THE PROBLEM: Retype the stretch of entries from the line containing "Target: rocky cliff face" through the end of the entries, character for character.

*** DATASET EXTRACT

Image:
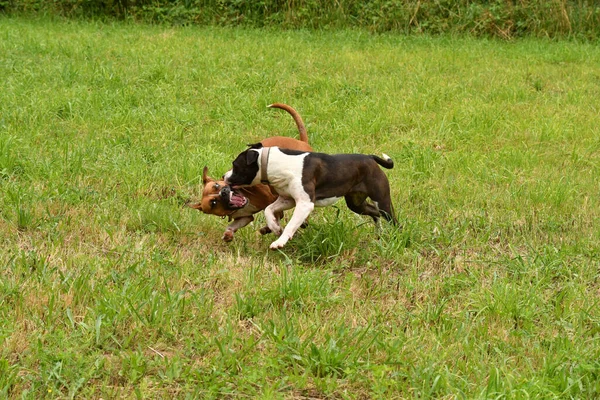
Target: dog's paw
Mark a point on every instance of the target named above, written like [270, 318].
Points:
[265, 230]
[279, 243]
[228, 235]
[276, 229]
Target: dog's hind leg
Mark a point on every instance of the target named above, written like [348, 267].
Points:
[234, 226]
[358, 203]
[265, 229]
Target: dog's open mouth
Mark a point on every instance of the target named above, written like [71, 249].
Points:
[236, 200]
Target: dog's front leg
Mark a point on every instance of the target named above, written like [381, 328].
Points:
[281, 204]
[302, 211]
[234, 226]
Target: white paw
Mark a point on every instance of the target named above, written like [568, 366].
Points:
[279, 243]
[275, 228]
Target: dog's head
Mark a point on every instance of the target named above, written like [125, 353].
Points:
[218, 198]
[245, 167]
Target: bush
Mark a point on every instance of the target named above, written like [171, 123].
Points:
[501, 18]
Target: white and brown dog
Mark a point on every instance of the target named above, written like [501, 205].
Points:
[239, 205]
[305, 180]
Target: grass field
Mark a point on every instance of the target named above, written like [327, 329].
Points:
[110, 287]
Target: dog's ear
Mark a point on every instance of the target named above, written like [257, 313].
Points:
[256, 145]
[205, 177]
[251, 157]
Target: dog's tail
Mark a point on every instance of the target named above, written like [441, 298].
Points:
[385, 162]
[297, 119]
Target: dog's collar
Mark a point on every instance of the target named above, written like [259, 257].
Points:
[264, 160]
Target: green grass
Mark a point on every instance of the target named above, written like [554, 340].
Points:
[110, 287]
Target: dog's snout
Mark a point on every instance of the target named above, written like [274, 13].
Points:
[224, 193]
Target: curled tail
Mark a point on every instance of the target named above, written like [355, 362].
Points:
[297, 119]
[385, 162]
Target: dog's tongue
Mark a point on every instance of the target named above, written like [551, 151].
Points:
[237, 200]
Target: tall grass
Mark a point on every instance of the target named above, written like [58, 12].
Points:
[110, 287]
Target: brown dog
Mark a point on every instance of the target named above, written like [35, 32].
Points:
[239, 205]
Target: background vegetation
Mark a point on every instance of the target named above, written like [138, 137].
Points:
[501, 18]
[111, 288]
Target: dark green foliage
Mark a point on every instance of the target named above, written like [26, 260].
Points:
[500, 18]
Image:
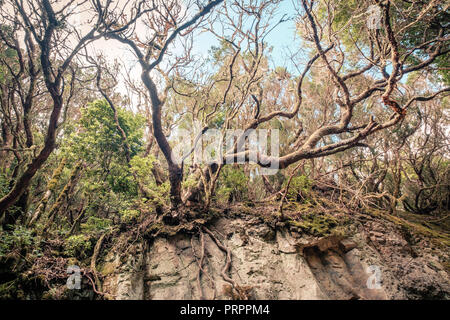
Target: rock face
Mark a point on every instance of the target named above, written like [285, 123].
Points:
[279, 265]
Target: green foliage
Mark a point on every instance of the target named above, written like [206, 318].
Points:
[233, 184]
[19, 238]
[94, 225]
[300, 185]
[4, 185]
[78, 246]
[317, 224]
[98, 138]
[129, 215]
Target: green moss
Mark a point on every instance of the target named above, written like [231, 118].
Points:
[417, 227]
[317, 225]
[107, 269]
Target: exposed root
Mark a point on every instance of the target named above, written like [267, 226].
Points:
[239, 292]
[200, 267]
[97, 248]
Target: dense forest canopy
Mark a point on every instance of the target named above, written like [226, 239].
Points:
[96, 95]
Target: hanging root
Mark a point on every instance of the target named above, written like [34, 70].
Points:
[237, 292]
[96, 284]
[200, 266]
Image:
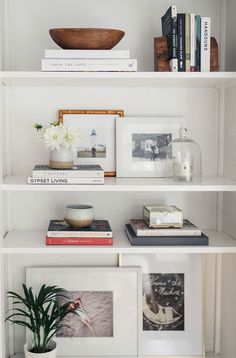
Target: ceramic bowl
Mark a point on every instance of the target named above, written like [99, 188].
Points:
[79, 216]
[86, 38]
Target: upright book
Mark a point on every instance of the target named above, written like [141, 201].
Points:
[181, 43]
[164, 240]
[169, 29]
[78, 171]
[205, 43]
[99, 228]
[114, 54]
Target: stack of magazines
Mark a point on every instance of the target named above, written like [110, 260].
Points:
[139, 234]
[88, 61]
[79, 174]
[97, 233]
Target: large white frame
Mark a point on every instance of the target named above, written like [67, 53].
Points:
[126, 286]
[126, 166]
[189, 342]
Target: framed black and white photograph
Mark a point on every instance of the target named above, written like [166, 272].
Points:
[105, 305]
[97, 136]
[172, 305]
[142, 144]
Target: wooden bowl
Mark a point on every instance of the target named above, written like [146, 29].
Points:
[87, 39]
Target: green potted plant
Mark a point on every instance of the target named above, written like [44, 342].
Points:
[41, 314]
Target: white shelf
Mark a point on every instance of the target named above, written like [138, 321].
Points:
[209, 183]
[114, 79]
[32, 242]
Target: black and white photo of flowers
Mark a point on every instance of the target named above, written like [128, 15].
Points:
[163, 302]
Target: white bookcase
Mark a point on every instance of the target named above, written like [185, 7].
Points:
[206, 100]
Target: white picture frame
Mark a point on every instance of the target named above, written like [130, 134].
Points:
[126, 287]
[97, 129]
[141, 144]
[176, 341]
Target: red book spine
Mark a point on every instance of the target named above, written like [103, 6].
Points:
[79, 241]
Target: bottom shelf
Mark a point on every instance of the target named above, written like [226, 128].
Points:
[32, 242]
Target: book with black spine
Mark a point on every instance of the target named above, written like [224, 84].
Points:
[98, 228]
[165, 240]
[169, 29]
[78, 171]
[187, 42]
[140, 228]
[181, 42]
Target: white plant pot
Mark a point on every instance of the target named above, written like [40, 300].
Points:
[51, 354]
[61, 159]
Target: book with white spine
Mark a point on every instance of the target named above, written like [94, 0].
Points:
[89, 65]
[192, 43]
[65, 181]
[114, 54]
[78, 171]
[205, 44]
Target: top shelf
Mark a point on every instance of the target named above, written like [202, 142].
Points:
[119, 79]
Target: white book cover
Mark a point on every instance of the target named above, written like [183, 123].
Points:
[205, 44]
[78, 171]
[141, 229]
[115, 54]
[193, 41]
[64, 181]
[89, 65]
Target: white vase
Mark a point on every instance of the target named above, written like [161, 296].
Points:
[61, 159]
[51, 354]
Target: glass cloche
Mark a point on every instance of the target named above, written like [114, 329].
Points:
[184, 159]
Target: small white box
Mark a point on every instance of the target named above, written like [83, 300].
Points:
[163, 216]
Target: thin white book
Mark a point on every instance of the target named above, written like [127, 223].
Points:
[78, 171]
[205, 44]
[141, 229]
[89, 65]
[193, 42]
[65, 181]
[86, 54]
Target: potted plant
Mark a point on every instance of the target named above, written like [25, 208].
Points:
[41, 314]
[61, 140]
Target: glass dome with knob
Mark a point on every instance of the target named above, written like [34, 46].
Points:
[184, 159]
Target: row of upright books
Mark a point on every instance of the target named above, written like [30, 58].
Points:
[88, 61]
[188, 39]
[79, 174]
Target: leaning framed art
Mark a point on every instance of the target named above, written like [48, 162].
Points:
[110, 298]
[141, 144]
[173, 313]
[97, 132]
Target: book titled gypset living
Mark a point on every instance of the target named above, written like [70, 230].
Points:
[78, 171]
[141, 229]
[164, 240]
[98, 228]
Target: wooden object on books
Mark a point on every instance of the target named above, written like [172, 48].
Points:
[161, 59]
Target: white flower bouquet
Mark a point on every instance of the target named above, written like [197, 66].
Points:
[57, 136]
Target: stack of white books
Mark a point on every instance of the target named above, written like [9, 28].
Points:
[88, 61]
[79, 174]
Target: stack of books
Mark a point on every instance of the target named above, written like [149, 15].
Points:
[79, 174]
[188, 39]
[139, 234]
[88, 61]
[98, 233]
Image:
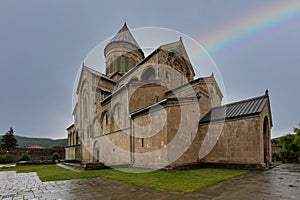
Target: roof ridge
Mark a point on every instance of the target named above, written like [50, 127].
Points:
[97, 73]
[243, 101]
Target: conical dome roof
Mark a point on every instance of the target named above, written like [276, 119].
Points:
[123, 35]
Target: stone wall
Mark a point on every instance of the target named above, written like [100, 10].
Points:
[34, 154]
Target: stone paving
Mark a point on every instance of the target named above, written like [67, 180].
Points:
[282, 182]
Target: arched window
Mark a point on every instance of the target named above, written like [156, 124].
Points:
[105, 122]
[96, 152]
[266, 137]
[85, 108]
[134, 79]
[149, 74]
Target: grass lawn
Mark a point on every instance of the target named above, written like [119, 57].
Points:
[181, 181]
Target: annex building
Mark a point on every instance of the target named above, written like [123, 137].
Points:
[151, 112]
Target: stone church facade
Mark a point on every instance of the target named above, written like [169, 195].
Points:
[151, 112]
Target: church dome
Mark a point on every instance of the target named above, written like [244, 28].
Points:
[122, 52]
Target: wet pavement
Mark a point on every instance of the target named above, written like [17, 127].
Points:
[282, 182]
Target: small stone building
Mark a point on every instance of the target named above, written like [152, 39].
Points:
[151, 112]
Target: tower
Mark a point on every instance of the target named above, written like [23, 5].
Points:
[122, 53]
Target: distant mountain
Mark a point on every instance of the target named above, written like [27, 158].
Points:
[44, 142]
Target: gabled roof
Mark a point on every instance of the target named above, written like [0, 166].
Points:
[253, 106]
[124, 35]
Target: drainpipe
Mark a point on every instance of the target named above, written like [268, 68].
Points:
[131, 131]
[131, 141]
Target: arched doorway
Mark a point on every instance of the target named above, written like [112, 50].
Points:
[96, 152]
[266, 138]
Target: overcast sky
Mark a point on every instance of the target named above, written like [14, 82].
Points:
[255, 45]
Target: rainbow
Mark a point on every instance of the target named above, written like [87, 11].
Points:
[266, 18]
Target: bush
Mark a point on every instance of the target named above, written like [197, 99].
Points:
[6, 158]
[24, 157]
[55, 156]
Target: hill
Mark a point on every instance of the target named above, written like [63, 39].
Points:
[44, 142]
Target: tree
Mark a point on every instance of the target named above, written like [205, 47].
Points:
[8, 140]
[291, 146]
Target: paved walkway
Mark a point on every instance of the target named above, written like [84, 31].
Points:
[282, 182]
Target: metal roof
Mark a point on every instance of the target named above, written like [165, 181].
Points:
[243, 108]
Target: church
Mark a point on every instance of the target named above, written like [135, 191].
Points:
[151, 112]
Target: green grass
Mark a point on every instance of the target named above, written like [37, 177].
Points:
[276, 163]
[181, 181]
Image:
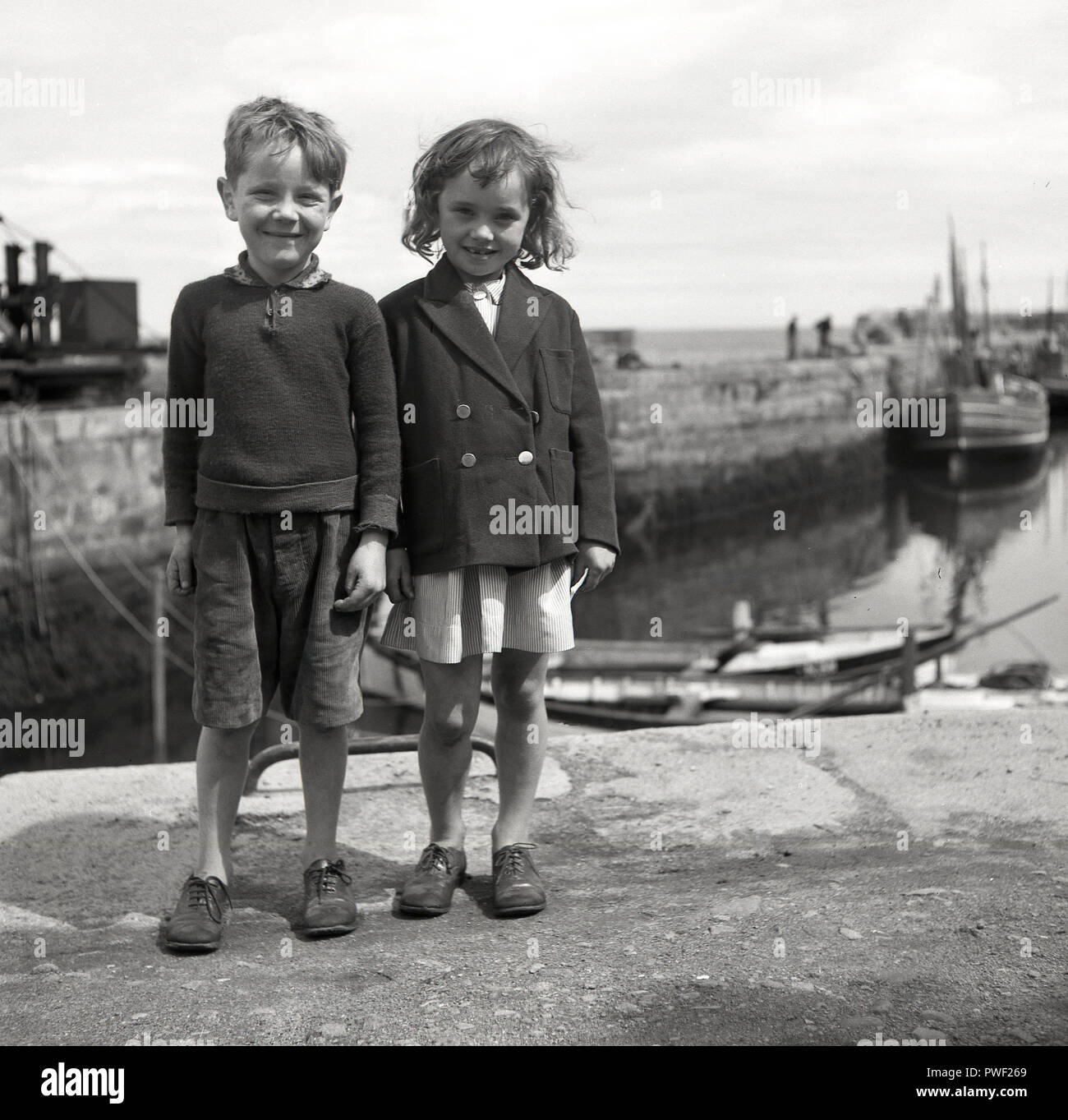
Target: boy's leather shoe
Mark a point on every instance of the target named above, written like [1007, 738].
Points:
[439, 872]
[329, 906]
[197, 922]
[518, 888]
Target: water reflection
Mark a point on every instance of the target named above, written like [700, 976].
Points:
[862, 551]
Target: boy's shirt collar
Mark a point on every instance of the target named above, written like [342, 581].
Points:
[243, 272]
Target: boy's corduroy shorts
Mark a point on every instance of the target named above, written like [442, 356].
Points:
[265, 619]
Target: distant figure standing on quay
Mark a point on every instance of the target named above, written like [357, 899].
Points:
[823, 327]
[283, 513]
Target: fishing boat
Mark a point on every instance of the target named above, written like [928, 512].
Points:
[1049, 372]
[621, 696]
[1012, 684]
[980, 409]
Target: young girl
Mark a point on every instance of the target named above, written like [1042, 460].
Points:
[507, 494]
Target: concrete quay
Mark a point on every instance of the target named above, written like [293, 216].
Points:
[905, 877]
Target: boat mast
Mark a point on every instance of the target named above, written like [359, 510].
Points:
[984, 283]
[960, 307]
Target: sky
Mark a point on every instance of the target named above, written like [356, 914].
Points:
[729, 164]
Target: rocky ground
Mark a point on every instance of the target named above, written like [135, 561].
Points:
[907, 882]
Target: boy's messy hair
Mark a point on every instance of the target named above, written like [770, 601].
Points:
[270, 122]
[490, 150]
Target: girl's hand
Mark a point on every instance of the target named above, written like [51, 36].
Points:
[400, 585]
[593, 559]
[365, 577]
[182, 577]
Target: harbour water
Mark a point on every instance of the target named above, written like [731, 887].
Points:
[846, 555]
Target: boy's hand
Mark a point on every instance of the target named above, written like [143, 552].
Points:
[593, 559]
[365, 577]
[182, 578]
[400, 585]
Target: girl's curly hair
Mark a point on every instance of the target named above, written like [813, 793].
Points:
[490, 150]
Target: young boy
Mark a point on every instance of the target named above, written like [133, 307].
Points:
[283, 513]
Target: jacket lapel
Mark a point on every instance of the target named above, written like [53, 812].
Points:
[518, 317]
[450, 308]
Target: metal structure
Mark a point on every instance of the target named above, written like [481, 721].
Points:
[58, 336]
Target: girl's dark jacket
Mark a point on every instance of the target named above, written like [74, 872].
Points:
[493, 425]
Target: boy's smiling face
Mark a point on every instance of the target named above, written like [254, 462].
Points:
[482, 228]
[281, 210]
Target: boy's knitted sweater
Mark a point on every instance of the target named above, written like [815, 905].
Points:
[286, 370]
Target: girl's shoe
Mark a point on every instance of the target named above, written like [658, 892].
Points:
[518, 888]
[329, 906]
[197, 922]
[439, 872]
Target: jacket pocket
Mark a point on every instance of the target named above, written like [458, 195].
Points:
[559, 367]
[562, 463]
[423, 508]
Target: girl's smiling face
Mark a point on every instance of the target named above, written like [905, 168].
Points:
[482, 228]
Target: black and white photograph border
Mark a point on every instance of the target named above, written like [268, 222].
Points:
[805, 766]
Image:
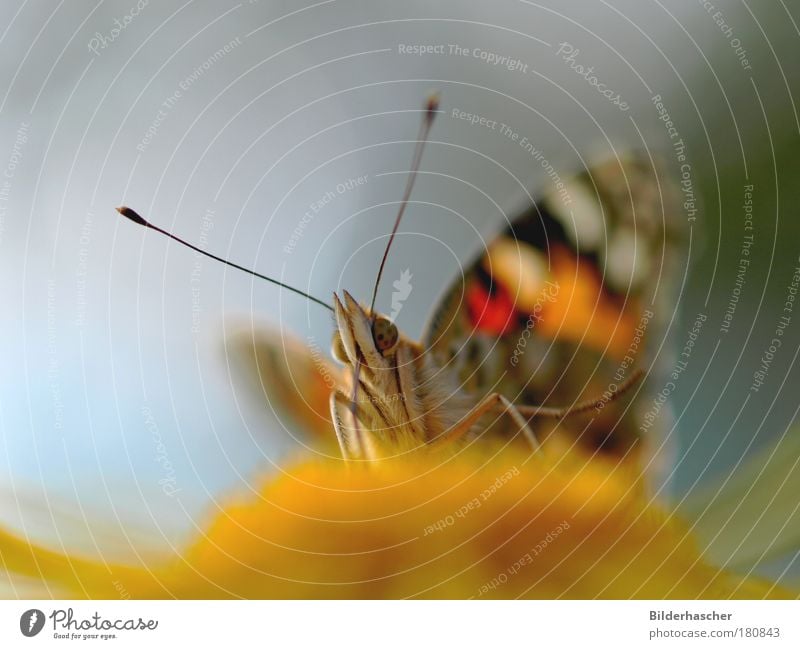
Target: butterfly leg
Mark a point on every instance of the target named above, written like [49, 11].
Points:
[489, 403]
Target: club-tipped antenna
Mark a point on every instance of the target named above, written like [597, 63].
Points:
[128, 213]
[431, 108]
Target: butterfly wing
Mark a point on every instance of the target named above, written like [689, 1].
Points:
[570, 299]
[294, 377]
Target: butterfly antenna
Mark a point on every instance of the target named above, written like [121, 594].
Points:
[431, 108]
[130, 214]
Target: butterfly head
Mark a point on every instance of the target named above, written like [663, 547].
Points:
[360, 337]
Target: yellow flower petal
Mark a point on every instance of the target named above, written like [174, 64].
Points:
[513, 526]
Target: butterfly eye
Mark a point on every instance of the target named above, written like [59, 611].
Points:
[384, 334]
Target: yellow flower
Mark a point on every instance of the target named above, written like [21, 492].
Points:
[515, 525]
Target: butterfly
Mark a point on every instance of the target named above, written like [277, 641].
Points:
[555, 309]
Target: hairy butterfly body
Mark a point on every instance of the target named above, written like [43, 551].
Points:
[558, 300]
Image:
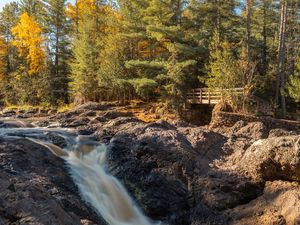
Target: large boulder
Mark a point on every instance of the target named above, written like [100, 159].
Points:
[170, 170]
[279, 204]
[273, 159]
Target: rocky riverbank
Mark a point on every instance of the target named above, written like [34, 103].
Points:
[248, 173]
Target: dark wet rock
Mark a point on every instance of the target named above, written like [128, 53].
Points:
[89, 113]
[94, 106]
[170, 171]
[272, 159]
[36, 189]
[115, 114]
[56, 140]
[254, 131]
[281, 133]
[186, 175]
[10, 124]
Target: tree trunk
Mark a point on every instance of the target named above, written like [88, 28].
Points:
[248, 35]
[280, 84]
[264, 34]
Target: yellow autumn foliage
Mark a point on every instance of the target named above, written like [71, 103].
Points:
[3, 55]
[29, 41]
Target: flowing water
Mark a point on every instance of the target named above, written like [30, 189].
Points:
[86, 160]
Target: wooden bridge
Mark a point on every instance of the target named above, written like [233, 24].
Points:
[206, 96]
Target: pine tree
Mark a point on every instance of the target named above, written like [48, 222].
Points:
[224, 71]
[86, 60]
[59, 52]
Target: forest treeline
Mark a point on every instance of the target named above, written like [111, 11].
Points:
[54, 52]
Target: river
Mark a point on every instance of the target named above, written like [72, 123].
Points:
[86, 161]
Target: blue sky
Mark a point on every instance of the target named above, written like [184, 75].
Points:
[3, 2]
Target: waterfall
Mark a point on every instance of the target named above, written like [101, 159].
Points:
[86, 161]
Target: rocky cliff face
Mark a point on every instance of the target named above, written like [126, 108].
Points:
[247, 173]
[36, 189]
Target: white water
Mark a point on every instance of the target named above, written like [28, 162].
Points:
[87, 164]
[104, 192]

******

TASK RESULT:
Target: rocky cliff face
Mark a point on every instance of the target named above, written like [126, 108].
Points:
[247, 173]
[36, 189]
Target: white water
Mark a point on every instance of the target named above, written like [28, 162].
Points:
[87, 164]
[104, 192]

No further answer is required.